## Stated exercise
Can you recast the listing below as a two-column CSV headed input and output, with one row for each text and its answer? Put each value in a single quoted field and replace any line breaks with spaces.

## Data excerpts
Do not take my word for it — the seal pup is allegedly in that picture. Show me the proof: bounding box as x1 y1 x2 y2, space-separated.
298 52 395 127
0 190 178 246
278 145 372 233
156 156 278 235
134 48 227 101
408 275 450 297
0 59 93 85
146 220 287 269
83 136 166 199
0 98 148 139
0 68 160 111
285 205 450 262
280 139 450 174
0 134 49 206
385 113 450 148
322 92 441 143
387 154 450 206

## Finished answer
input,output
"Do not take my word for it — the seal pup is allegedly in that picture. Show me the proof: bounding box as x1 y1 x2 y2, space-separated.","298 52 395 127 0 190 178 246 278 145 372 233 156 156 278 235 134 48 227 101 408 275 450 297 0 59 93 85 146 220 287 269 83 136 166 199 0 98 148 139 0 68 160 111 285 205 450 262 280 139 450 174 0 134 49 206 385 113 450 148 322 92 441 143 387 154 450 206"